◆ **Extract**:

# # # # # # #

Senator Oppenheimer Applauds Health Insurance Parity For Autism

Suzi Oppenheimer

September 19, 2006

            State Senator Suzi Oppenheimer (D-Mamaroneck) today praised a new law extending health insurance coverage to children diagnosed with autism, a neurobiological condition. Under existing law, many health insurance plans that routinely cover similar neurobiological disorders do not cover autism treatment.

            "Timing is especially critical in addressing this medical condition, which typically appears during the first three years of life, affecting a child’s ability to communicate and learn," said Senator Oppenheimer. "Thanks to this new law, early diagnosis and treatment for children with autism will now be readily available for families dealing with this complex developmental disability."  

           Senator Oppenheimer noted that delayed social skills are a hallmark feature of autism, one of five disorders that fall under the umbrella of Pervasive Developmental Disorders. Autism, the most common, affects an estimated 1 in 166 births. Experts say the best way to address the potentially disabling disorder is through early diagnosis and intensive therapy. Yet many children with autism are not properly diagnosed until years after the first symptoms appear.

# # # # # # #

◆ **The data**:
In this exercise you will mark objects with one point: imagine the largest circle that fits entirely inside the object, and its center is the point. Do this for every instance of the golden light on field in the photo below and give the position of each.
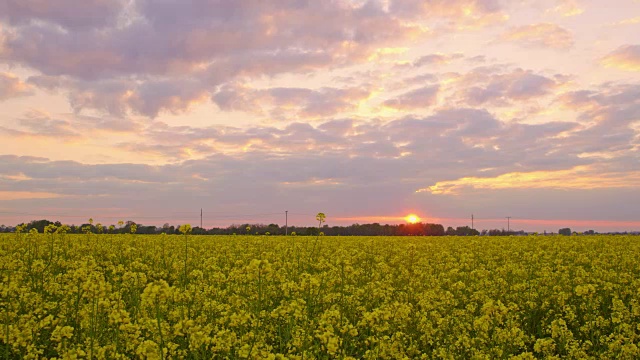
(412, 218)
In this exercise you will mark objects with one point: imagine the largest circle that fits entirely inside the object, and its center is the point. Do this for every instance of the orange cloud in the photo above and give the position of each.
(11, 86)
(579, 177)
(540, 35)
(567, 8)
(626, 57)
(23, 195)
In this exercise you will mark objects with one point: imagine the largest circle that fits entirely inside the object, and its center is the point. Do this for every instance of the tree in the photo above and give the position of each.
(565, 231)
(321, 218)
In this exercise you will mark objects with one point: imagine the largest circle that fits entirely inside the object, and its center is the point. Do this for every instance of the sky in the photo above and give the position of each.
(150, 110)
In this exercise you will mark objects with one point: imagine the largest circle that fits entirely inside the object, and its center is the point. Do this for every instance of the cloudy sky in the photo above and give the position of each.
(366, 110)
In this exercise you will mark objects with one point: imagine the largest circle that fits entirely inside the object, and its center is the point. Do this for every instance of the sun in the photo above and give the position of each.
(412, 218)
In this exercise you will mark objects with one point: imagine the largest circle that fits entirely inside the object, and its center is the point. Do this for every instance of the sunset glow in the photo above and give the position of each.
(359, 109)
(412, 219)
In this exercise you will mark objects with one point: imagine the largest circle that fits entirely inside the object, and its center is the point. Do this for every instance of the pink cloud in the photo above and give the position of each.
(544, 35)
(626, 57)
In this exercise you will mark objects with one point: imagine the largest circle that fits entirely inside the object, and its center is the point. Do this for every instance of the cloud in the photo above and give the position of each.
(544, 35)
(626, 57)
(290, 101)
(11, 86)
(68, 127)
(437, 59)
(567, 8)
(579, 177)
(151, 58)
(149, 98)
(70, 14)
(416, 99)
(480, 86)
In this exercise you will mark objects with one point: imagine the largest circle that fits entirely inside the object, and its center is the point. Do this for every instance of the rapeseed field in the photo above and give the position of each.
(236, 297)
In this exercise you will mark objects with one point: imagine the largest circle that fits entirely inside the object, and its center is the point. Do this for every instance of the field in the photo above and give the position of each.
(196, 297)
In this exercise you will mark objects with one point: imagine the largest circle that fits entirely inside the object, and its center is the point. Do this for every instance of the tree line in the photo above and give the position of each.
(374, 229)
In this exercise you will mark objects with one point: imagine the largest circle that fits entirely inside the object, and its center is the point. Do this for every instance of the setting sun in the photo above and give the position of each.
(412, 218)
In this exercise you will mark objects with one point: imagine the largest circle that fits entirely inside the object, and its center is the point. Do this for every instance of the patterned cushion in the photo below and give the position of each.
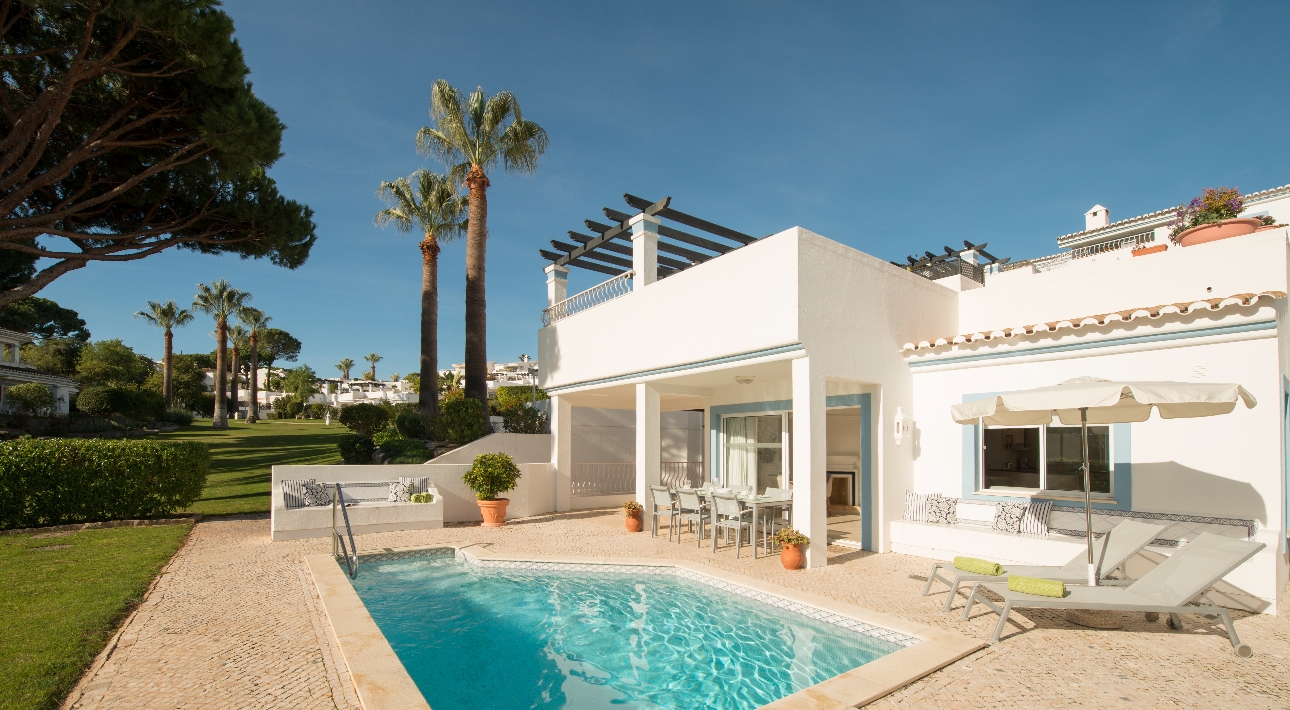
(400, 492)
(315, 493)
(293, 492)
(1035, 520)
(916, 506)
(419, 484)
(942, 510)
(1008, 517)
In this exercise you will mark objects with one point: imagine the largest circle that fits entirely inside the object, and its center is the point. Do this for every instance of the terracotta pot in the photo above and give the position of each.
(791, 557)
(1219, 230)
(494, 511)
(1146, 251)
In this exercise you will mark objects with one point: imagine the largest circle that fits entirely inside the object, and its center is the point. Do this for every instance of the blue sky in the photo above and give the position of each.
(893, 128)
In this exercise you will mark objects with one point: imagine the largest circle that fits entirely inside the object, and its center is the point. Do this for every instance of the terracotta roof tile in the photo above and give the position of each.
(1101, 319)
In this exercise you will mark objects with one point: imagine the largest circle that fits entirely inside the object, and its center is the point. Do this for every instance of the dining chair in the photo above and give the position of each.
(692, 509)
(730, 515)
(777, 518)
(663, 505)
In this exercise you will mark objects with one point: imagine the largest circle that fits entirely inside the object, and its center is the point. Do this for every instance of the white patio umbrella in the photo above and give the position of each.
(1086, 400)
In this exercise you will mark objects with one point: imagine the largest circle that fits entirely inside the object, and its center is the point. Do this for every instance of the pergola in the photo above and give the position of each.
(596, 252)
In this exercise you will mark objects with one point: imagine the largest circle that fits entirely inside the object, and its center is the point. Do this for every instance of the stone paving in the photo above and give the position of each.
(235, 622)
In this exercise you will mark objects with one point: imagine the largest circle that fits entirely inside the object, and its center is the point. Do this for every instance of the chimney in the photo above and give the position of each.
(1097, 217)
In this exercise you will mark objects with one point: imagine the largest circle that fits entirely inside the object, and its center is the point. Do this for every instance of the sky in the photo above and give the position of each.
(890, 127)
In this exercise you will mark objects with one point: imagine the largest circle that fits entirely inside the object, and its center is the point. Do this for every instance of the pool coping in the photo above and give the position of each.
(382, 682)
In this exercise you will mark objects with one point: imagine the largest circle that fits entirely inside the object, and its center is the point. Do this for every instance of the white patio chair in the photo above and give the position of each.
(692, 509)
(663, 505)
(730, 517)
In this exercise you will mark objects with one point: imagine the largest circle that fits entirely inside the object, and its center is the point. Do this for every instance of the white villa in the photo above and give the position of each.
(14, 371)
(839, 378)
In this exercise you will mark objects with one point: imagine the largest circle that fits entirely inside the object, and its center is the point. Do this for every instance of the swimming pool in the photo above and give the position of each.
(550, 635)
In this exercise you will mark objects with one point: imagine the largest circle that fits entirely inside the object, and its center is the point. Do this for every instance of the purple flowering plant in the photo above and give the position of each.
(1213, 204)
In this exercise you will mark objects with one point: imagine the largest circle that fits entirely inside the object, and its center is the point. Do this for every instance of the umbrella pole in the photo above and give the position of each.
(1088, 495)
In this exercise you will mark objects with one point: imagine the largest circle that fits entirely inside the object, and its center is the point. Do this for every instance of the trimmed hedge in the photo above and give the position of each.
(54, 482)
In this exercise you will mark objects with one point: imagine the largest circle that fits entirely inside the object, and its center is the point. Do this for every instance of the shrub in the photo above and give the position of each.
(524, 420)
(31, 398)
(53, 482)
(405, 451)
(178, 416)
(492, 474)
(461, 422)
(364, 418)
(511, 396)
(410, 425)
(129, 402)
(356, 448)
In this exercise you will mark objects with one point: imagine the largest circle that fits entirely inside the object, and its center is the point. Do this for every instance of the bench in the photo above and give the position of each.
(367, 506)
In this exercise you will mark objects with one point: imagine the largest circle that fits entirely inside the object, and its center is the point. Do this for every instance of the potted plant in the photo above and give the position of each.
(634, 511)
(791, 544)
(489, 475)
(1213, 216)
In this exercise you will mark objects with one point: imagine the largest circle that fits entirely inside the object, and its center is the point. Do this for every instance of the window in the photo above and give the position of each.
(1045, 458)
(755, 451)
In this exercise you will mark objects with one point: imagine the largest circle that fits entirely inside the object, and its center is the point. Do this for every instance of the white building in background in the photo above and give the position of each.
(14, 371)
(793, 358)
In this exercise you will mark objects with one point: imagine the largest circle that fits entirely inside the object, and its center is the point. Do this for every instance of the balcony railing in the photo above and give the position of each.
(594, 296)
(1049, 263)
(615, 479)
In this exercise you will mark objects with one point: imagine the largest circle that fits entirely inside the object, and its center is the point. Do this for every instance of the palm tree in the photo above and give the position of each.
(427, 202)
(256, 322)
(373, 358)
(472, 134)
(238, 337)
(168, 316)
(218, 300)
(345, 367)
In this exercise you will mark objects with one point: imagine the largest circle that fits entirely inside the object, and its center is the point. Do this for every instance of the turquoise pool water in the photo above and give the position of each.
(479, 638)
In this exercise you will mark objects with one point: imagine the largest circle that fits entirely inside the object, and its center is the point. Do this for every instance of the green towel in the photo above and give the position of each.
(1033, 585)
(978, 567)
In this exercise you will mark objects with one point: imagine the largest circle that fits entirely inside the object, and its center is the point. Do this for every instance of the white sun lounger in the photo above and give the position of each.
(1111, 551)
(1177, 585)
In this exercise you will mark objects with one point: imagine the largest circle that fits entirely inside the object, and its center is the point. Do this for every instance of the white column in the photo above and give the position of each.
(557, 284)
(810, 458)
(648, 442)
(644, 251)
(561, 452)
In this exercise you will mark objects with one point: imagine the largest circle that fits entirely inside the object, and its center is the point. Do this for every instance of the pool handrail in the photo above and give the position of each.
(338, 550)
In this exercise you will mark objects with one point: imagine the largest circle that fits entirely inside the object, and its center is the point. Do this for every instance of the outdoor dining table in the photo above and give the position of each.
(756, 502)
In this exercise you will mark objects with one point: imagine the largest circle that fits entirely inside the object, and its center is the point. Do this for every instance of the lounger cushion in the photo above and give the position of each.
(315, 493)
(1035, 520)
(916, 506)
(400, 492)
(1008, 517)
(942, 510)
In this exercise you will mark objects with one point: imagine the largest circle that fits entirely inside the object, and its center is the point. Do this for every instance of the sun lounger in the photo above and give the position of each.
(1111, 551)
(1177, 585)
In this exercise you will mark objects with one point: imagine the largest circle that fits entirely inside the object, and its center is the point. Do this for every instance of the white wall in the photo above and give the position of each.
(664, 325)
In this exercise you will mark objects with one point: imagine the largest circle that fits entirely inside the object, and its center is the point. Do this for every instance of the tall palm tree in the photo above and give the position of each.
(472, 134)
(167, 316)
(373, 358)
(256, 323)
(219, 301)
(430, 203)
(345, 367)
(239, 338)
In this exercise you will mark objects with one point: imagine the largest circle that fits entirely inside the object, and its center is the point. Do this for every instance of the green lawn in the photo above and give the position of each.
(61, 599)
(243, 456)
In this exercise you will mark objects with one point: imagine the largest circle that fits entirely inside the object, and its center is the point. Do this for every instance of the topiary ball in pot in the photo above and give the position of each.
(489, 475)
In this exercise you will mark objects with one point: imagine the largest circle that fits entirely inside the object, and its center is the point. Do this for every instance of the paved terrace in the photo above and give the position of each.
(235, 622)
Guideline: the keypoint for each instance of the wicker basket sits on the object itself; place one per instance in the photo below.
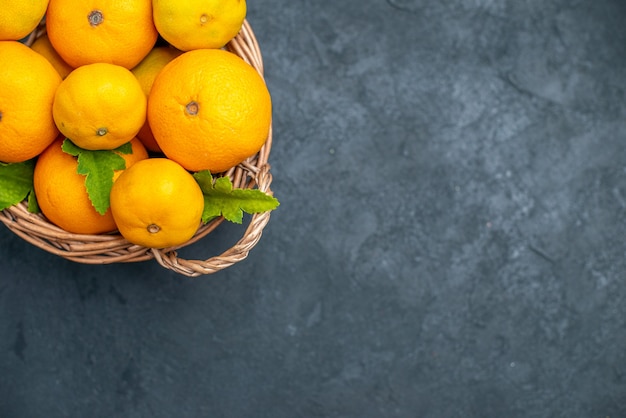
(113, 248)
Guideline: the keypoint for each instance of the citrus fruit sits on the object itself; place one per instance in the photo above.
(61, 191)
(18, 18)
(99, 106)
(157, 203)
(43, 46)
(196, 24)
(115, 31)
(209, 110)
(28, 83)
(146, 71)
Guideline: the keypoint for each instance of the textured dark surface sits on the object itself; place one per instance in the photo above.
(450, 241)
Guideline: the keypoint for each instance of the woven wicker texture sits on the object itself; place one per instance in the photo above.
(113, 248)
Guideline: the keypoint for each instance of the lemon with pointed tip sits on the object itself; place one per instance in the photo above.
(197, 24)
(99, 106)
(156, 203)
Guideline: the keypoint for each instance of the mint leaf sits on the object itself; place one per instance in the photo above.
(16, 182)
(98, 168)
(221, 199)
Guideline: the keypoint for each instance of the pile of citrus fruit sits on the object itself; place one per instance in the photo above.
(146, 82)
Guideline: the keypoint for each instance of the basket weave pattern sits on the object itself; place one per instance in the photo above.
(113, 248)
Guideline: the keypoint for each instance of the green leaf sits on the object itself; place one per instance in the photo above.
(221, 199)
(16, 182)
(98, 168)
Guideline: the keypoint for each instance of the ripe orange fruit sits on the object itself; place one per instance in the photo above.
(99, 106)
(114, 31)
(196, 24)
(157, 203)
(43, 46)
(27, 84)
(146, 71)
(18, 18)
(209, 110)
(61, 191)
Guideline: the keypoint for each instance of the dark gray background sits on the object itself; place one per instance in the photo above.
(450, 241)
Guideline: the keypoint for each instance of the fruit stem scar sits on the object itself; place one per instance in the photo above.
(95, 17)
(192, 108)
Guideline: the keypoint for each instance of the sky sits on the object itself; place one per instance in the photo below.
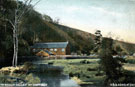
(114, 18)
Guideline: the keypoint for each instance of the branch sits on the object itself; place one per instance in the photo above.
(9, 22)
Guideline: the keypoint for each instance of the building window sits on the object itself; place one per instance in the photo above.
(55, 50)
(34, 50)
(62, 49)
(51, 49)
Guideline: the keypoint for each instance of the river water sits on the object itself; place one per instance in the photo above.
(56, 79)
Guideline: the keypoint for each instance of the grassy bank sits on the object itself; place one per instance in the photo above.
(84, 71)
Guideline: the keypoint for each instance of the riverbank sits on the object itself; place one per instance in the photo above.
(83, 71)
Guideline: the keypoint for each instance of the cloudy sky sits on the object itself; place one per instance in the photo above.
(115, 16)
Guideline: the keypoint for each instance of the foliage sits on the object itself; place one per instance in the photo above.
(86, 72)
(130, 60)
(32, 79)
(112, 67)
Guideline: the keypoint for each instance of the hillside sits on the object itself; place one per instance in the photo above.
(35, 27)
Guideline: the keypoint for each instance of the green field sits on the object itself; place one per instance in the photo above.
(85, 70)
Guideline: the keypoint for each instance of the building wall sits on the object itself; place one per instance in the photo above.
(55, 51)
(58, 51)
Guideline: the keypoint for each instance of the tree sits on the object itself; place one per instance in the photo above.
(98, 40)
(111, 66)
(17, 14)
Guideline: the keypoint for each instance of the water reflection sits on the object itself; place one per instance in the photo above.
(56, 80)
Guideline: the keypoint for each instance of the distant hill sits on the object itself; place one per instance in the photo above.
(35, 28)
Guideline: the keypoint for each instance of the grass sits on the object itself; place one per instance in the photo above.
(82, 70)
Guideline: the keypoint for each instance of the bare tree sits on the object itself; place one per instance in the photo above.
(18, 14)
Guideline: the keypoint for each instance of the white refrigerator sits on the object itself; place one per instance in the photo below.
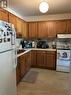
(8, 60)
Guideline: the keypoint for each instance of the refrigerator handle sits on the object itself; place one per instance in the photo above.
(15, 59)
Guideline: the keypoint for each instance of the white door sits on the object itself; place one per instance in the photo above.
(7, 74)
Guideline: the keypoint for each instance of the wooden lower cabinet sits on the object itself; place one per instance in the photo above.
(44, 59)
(23, 65)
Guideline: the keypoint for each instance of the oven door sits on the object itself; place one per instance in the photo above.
(63, 54)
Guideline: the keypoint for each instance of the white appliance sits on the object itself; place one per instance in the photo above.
(63, 60)
(8, 60)
(63, 52)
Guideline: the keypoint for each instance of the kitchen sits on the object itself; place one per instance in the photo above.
(32, 27)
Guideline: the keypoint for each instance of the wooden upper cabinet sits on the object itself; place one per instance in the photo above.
(68, 26)
(24, 29)
(42, 30)
(60, 27)
(3, 15)
(33, 58)
(32, 30)
(13, 20)
(51, 29)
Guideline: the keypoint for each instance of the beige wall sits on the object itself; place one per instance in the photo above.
(41, 18)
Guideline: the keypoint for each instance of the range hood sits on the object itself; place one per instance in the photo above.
(63, 35)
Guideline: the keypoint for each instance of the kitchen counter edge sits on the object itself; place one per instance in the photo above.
(28, 50)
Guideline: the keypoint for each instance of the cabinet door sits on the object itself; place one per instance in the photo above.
(18, 71)
(13, 20)
(51, 60)
(28, 61)
(24, 29)
(68, 26)
(33, 58)
(3, 15)
(33, 30)
(19, 27)
(22, 65)
(51, 29)
(41, 58)
(60, 27)
(42, 30)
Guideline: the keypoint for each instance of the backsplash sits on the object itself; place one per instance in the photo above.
(51, 42)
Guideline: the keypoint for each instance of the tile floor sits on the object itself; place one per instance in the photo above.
(48, 82)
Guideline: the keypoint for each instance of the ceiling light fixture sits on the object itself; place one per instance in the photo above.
(43, 7)
(3, 3)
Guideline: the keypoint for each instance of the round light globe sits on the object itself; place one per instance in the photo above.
(43, 7)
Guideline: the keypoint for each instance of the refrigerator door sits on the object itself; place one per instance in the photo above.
(7, 74)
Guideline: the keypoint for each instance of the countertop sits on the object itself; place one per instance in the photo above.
(29, 49)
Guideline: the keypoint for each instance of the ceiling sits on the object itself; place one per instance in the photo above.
(30, 7)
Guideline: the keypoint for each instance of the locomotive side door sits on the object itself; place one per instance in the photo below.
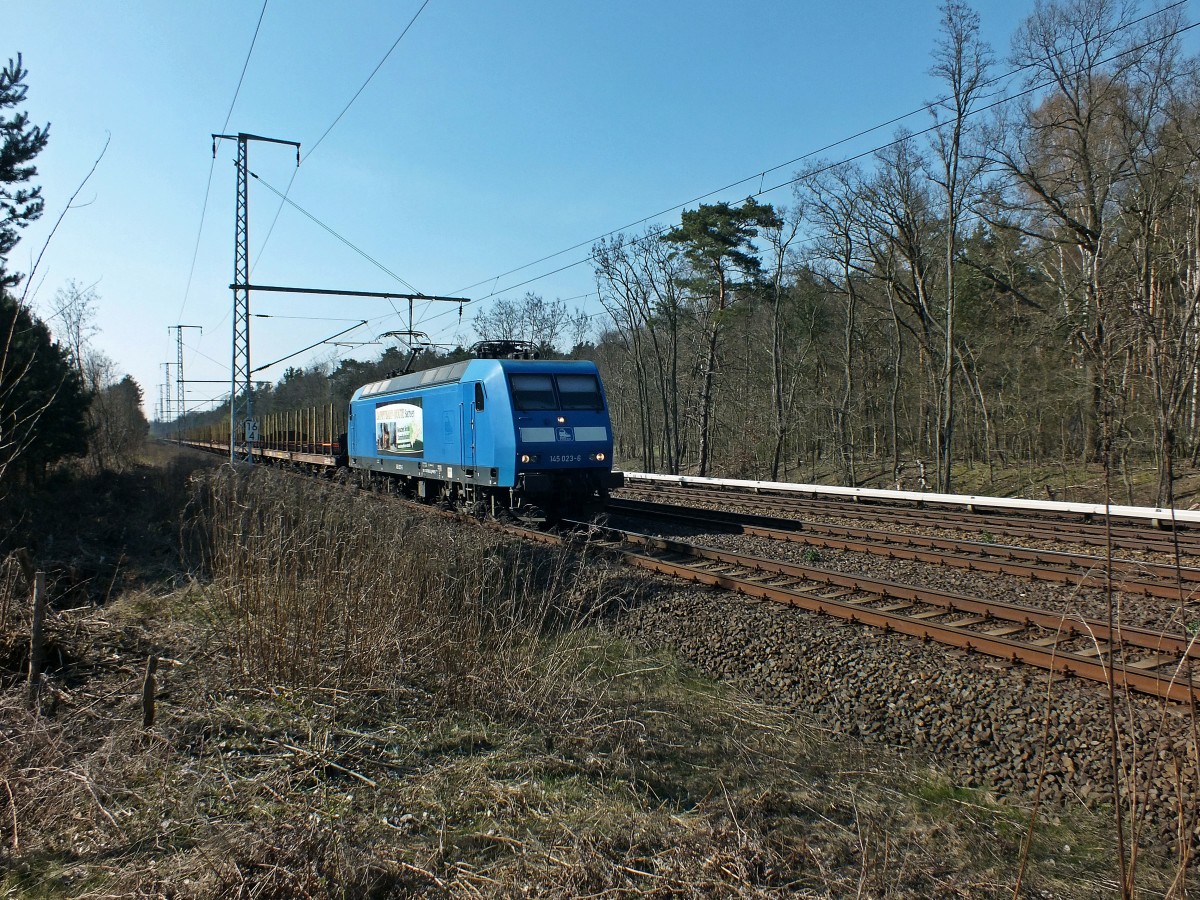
(472, 406)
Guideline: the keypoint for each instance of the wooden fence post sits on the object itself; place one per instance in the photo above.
(36, 639)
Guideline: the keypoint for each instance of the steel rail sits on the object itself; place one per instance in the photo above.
(972, 556)
(999, 642)
(1134, 675)
(1126, 537)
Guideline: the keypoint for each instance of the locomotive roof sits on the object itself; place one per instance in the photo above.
(455, 372)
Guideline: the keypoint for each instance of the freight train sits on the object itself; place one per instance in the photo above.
(525, 437)
(510, 436)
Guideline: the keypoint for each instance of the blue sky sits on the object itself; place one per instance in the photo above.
(496, 133)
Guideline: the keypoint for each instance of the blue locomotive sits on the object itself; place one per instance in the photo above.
(525, 437)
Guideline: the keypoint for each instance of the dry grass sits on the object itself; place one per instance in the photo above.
(361, 701)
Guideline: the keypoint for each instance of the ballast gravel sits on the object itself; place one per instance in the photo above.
(1007, 729)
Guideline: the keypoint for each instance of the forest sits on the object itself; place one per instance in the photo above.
(1015, 283)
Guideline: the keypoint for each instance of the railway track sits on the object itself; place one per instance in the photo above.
(1062, 528)
(1134, 576)
(1140, 660)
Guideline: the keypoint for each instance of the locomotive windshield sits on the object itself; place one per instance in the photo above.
(532, 393)
(579, 391)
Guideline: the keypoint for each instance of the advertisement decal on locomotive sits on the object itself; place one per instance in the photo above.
(400, 429)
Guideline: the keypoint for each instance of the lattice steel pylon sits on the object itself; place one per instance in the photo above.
(241, 389)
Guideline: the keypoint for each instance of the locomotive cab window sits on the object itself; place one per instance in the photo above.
(532, 393)
(579, 391)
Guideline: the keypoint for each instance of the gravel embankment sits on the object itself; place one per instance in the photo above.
(988, 724)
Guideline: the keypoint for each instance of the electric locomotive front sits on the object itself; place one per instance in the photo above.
(527, 436)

# # # # # # #

◆ **To do**:
1. Answer these questions about the press release on autism insurance coverage, marking each answer with its letter:
(a) During what period of life does autism typically appear?
(b) How many disorders fall under the umbrella of Pervasive Developmental Disorders?
(c) How many births does autism affect, by the estimate given?
2. Summarize the press release on autism insurance coverage in two sentences.
3. Carry on the press release on autism insurance coverage from its last sentence.

◆ **Solved tasks**:
1.
(a) During the first three years of life.
(b) Five.
(c) An estimated 1 in 166 births.

2. State Senator Suzi Oppenheimer praised a new law that extends health insurance coverage to children diagnosed with autism, which many plans had not covered even though they routinely covered similar neurobiological disorders. She said the law will make early diagnosis and treatment readily available, an important change because experts favor early diagnosis and intensive therapy, yet many children with autism are not properly diagnosed until years after their first symptoms appear.

3.
          "This law helps ensure that chronically ill children get the critical health care services they need," the Westchester lawmaker said. "Its passage is long overdue."

          Senator Oppenheimer also noted her continued support of Timothy's Law, a measure that would require insurance coverage for mental illness to be on par with physical health treatment. 

         "I will continue to advocate for improved access to affordable, quality health care for all our State's citizens, Senator Oppenheimer concluded. "We must never lose our resolve to see that the special health care needs of all New Yorkers are fully met."